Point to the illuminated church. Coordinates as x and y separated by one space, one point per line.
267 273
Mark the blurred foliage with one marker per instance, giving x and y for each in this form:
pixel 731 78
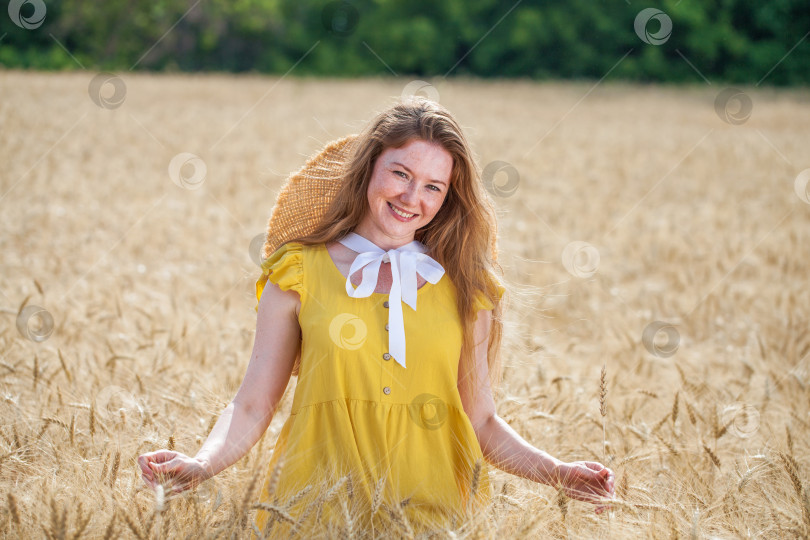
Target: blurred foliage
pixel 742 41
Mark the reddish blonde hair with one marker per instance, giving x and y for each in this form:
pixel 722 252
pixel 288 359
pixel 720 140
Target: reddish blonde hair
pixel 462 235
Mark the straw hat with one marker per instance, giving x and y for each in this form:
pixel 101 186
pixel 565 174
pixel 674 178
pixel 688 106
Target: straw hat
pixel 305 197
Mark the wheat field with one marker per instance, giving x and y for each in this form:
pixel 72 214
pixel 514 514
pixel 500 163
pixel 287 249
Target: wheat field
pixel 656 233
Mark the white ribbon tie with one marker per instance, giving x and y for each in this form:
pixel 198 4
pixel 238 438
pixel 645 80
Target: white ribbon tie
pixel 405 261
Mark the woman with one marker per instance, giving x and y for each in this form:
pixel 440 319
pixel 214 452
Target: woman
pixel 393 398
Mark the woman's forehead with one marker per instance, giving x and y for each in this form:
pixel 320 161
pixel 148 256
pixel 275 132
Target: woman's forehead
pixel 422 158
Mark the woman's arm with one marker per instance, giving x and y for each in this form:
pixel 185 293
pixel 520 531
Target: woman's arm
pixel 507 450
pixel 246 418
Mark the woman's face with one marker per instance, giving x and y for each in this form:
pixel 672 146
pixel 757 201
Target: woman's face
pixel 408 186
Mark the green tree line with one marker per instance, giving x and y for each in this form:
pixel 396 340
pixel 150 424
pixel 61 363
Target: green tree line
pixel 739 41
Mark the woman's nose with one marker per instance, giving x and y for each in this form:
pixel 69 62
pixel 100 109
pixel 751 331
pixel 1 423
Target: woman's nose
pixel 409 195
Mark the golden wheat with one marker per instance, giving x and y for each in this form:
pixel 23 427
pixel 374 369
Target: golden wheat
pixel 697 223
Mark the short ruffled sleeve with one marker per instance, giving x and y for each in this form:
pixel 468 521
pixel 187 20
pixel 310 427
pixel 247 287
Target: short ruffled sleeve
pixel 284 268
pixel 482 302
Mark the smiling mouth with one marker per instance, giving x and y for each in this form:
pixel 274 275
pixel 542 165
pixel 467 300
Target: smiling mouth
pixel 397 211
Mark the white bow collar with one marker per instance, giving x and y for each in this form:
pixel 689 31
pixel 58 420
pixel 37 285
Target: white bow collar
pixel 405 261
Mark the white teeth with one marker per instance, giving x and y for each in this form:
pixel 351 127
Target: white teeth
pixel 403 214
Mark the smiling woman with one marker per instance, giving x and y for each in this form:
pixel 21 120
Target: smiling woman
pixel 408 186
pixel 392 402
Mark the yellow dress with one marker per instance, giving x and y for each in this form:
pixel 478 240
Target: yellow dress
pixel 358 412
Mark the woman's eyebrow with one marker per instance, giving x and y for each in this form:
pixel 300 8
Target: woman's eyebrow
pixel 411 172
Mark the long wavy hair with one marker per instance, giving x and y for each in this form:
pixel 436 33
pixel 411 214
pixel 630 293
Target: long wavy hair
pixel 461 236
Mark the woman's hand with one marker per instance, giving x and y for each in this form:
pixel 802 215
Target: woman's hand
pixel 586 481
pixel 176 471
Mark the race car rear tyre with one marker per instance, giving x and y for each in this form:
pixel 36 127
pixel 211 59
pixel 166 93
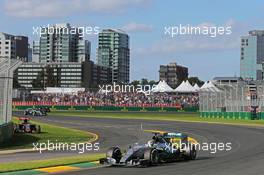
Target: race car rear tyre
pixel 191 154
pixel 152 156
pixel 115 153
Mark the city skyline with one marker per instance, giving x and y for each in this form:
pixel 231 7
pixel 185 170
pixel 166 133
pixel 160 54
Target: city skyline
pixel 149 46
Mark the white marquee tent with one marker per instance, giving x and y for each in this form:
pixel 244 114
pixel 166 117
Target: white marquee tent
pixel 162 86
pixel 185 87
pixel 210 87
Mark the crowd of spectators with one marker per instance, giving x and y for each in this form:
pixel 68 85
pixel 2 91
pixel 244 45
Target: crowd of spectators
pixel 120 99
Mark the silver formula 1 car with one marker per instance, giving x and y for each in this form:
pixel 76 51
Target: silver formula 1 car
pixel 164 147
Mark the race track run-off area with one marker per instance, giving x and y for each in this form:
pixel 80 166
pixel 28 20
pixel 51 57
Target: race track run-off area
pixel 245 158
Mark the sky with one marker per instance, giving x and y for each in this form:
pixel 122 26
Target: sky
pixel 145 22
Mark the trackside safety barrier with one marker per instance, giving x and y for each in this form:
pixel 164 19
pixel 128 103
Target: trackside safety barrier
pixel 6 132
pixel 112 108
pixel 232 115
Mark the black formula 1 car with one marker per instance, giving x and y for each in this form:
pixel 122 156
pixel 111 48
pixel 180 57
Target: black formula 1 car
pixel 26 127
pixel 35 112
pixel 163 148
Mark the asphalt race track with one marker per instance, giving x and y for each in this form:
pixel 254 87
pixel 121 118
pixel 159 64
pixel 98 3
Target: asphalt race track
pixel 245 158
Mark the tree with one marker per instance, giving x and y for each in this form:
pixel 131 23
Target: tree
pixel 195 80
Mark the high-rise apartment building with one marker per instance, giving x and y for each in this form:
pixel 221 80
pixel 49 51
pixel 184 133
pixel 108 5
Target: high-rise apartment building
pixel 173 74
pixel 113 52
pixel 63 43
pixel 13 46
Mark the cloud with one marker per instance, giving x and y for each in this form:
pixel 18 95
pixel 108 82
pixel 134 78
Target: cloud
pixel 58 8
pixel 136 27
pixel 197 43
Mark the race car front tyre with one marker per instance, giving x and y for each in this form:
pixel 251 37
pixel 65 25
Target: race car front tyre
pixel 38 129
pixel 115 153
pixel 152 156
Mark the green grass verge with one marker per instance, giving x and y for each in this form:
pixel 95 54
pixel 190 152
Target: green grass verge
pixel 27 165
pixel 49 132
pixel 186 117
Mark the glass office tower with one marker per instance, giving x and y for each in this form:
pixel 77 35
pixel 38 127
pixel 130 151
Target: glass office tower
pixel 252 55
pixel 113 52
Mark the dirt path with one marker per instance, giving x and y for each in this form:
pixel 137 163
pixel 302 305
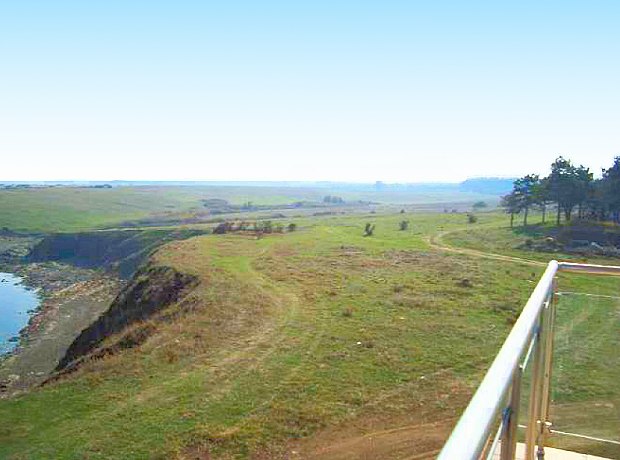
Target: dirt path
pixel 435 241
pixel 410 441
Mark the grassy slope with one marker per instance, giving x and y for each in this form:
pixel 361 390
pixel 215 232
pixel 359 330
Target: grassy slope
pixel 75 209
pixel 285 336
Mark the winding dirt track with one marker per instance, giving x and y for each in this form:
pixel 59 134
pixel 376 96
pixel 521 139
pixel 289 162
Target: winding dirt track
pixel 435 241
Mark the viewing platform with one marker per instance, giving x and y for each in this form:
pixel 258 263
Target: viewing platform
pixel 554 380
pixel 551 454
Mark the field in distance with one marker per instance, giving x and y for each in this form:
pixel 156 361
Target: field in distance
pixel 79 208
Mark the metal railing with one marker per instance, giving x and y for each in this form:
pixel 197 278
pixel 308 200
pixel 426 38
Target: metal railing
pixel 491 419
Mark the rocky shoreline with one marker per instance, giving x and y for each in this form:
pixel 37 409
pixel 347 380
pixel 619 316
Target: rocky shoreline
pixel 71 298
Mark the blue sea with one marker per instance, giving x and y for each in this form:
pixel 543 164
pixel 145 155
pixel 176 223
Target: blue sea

(Exercise description)
Transcribe the whole of the data exactly, minus any pictures.

(Output for this task)
Point to the illuminated church. Coordinates as x and y separated by one space, one point per line.
267 273
Mark the blurred foliage with one marker per instance, giving x and y for each in this form:
pixel 731 78
Target: blurred foliage
pixel 742 41
Mark the reddish blonde hair with one marker per instance, giving x and y for each in this form:
pixel 722 252
pixel 288 359
pixel 720 140
Target: reddish blonde hair
pixel 462 235
Mark the straw hat with one marker per instance, giving x and y for each in this form:
pixel 101 186
pixel 565 174
pixel 674 178
pixel 688 106
Target: straw hat
pixel 305 197
Mark the wheat field with one marker per instance, giving x and y for each in this form:
pixel 72 214
pixel 514 514
pixel 500 163
pixel 287 249
Target: wheat field
pixel 656 233
Mark the white ribbon tie with one marker per instance, giving x and y for each in this form:
pixel 198 4
pixel 238 438
pixel 645 80
Target: white ribbon tie
pixel 405 261
Mark the woman with one marker per instance, giving x and y for each in this form:
pixel 440 319
pixel 214 452
Target: woman
pixel 393 398
Mark the woman's forehead with one marker per instance, giving x and y for each in this form:
pixel 320 161
pixel 148 256
pixel 275 132
Target: woman's forehead
pixel 422 158
Mark the woman's arm with one marker per instance, giving x and y for each in this form:
pixel 185 293
pixel 520 531
Target: woman's arm
pixel 507 450
pixel 246 418
Mark the woman's face with one marker per instance, giving x and y for each in this form:
pixel 672 146
pixel 757 201
Target: woman's face
pixel 408 186
Mark the green tree line with one marker per instance, giving x and y for each in this form:
pixel 396 340
pixel 150 424
pixel 61 363
Target: green tree line
pixel 739 41
Mark the woman's nose with one marker per instance, giving x and y for each in this form:
pixel 69 62
pixel 100 109
pixel 751 331
pixel 1 423
Target: woman's nose
pixel 409 195
Mark the golden wheat with one marker per instance, giving x and y for each in this form:
pixel 23 427
pixel 374 369
Target: golden wheat
pixel 697 223
Mark the short ruffled sleeve with one marker per instance, giving x and y for each in this form:
pixel 468 521
pixel 187 20
pixel 310 427
pixel 247 287
Target: short ruffled sleeve
pixel 284 268
pixel 482 302
Mark the smiling mouth with one marker per instance, giving x and y for each in this form:
pixel 274 275
pixel 542 165
pixel 467 300
Target: smiling mouth
pixel 397 211
Mark the white bow collar with one marker per instance, giving x and y for each in this form:
pixel 689 31
pixel 58 420
pixel 37 285
Target: white bow collar
pixel 405 261
Mark the white teeth with one marker per instance, giving x and y for each in this form:
pixel 351 127
Target: white teeth
pixel 403 214
Mark the smiling woman with one marker per instance, giving x and y for each in this form:
pixel 21 120
Target: smiling woman
pixel 408 186
pixel 392 402
Mark the yellow dress with one marker per instance, giving x and y for each in this form:
pixel 478 240
Target: yellow dress
pixel 358 412
Mark the woman's eyebrow with one marker per instance, giving x and y for each in this form:
pixel 300 8
Target: woman's eyebrow
pixel 411 172
Mark the long wavy hair with one marker per instance, giving x and y for each in this form:
pixel 436 33
pixel 411 214
pixel 630 293
Target: long wavy hair
pixel 461 236
Mark the woman's hand with one marker per instance, giving x and y for each in this form:
pixel 802 215
Target: woman's hand
pixel 586 481
pixel 176 471
Mark the race car rear tyre with one marker per instance, giving x and y for each in this form:
pixel 36 127
pixel 211 59
pixel 166 93
Target: race car rear tyre
pixel 191 154
pixel 152 156
pixel 115 153
Mark the city skyline with one marker per instance, giving x and y for each in this form:
pixel 231 7
pixel 185 170
pixel 166 133
pixel 160 54
Target: city skyline
pixel 149 46
Mark the white marquee tent with one marker per instance, giving x and y for each in this form:
pixel 244 114
pixel 166 117
Target: white marquee tent
pixel 162 86
pixel 185 87
pixel 210 87
Mark the crowd of spectators with one marker per instance, giving x and y for each in this form:
pixel 68 85
pixel 2 91
pixel 244 45
Target: crowd of spectators
pixel 120 99
Mark the silver formula 1 car with one marker per instance, giving x and y for each in this form:
pixel 76 51
Target: silver formula 1 car
pixel 164 147
Mark the race track run-off area with one marker per instance, giving x and y for each in this form:
pixel 80 166
pixel 28 20
pixel 51 57
Target: race track run-off area
pixel 245 158
Mark the sky with one marker per instance, giving x and y for each in this form:
pixel 122 26
Target: sky
pixel 145 22
Mark the trackside safety barrier with one marker per instance, giving x and y for each in this form:
pixel 164 19
pixel 128 103
Target: trackside safety barrier
pixel 6 132
pixel 112 108
pixel 232 115
Mark the black formula 1 car with one marker per instance, giving x and y for each in this form:
pixel 122 156
pixel 111 48
pixel 180 57
Target: black formula 1 car
pixel 26 127
pixel 35 112
pixel 163 148
Mark the asphalt race track with one marker per instance, giving x and y for each in this form:
pixel 254 87
pixel 121 118
pixel 159 64
pixel 98 3
Target: asphalt race track
pixel 245 158
Mark the tree with one marker per instance, giving x and y for each in this form:
pixel 131 23
Target: tree
pixel 195 80
Mark the high-rise apartment building with one marker per instance, giving x and y for each in this form:
pixel 221 80
pixel 49 51
pixel 184 133
pixel 108 5
Target: high-rise apartment building
pixel 173 74
pixel 113 52
pixel 63 43
pixel 13 46
Mark the cloud with one marker per instance, giving x and y for each in this form:
pixel 18 95
pixel 108 82
pixel 134 78
Target: cloud
pixel 58 8
pixel 136 27
pixel 197 43
Mark the race car front tyre with one marker per instance, giving x and y for each in this form:
pixel 251 37
pixel 65 25
Target: race car front tyre
pixel 38 129
pixel 115 153
pixel 152 156
Mark the green grass verge with one marker per instance, giving x and y for each in this form:
pixel 95 54
pixel 190 152
Target: green grass verge
pixel 27 165
pixel 49 132
pixel 186 117
Mark the glass office tower with one marker per instance, giving x and y for each in this form:
pixel 77 35
pixel 38 127
pixel 130 151
Target: glass office tower
pixel 252 55
pixel 113 52
Mark the dirt path with one marker per instance, giving x and y for each in this form:
pixel 137 163
pixel 302 305
Target: dirt path
pixel 435 241
pixel 410 441
Mark the grassy slope with one marker per instance, giving x and y for each in this form:
pixel 361 390
pixel 215 232
pixel 359 330
Target: grassy slope
pixel 75 209
pixel 285 336
Mark the winding dirt track with one marker per instance, giving x and y for each in this form:
pixel 59 134
pixel 376 96
pixel 521 139
pixel 289 162
Target: winding dirt track
pixel 435 241
Mark the viewing platform with one marker per instance, giving x and y for each in this form:
pixel 258 263
Target: viewing platform
pixel 554 380
pixel 551 454
Mark the field in distance with one marker per instance, giving x and y for each in this form:
pixel 156 361
Target: field in distance
pixel 79 208
Mark the metal railing with one marker per instance, giving x and y for each in this form:
pixel 197 278
pixel 308 200
pixel 426 38
Target: metal railing
pixel 491 419
Mark the rocky shoreline with one marker per instance, giving x and y for each in this form:
pixel 37 409
pixel 347 380
pixel 619 316
Target: rocky shoreline
pixel 71 298
Mark the blue sea with one marker per instance, giving x and y for each in this form:
pixel 543 164
pixel 145 155
pixel 176 223
Target: blue sea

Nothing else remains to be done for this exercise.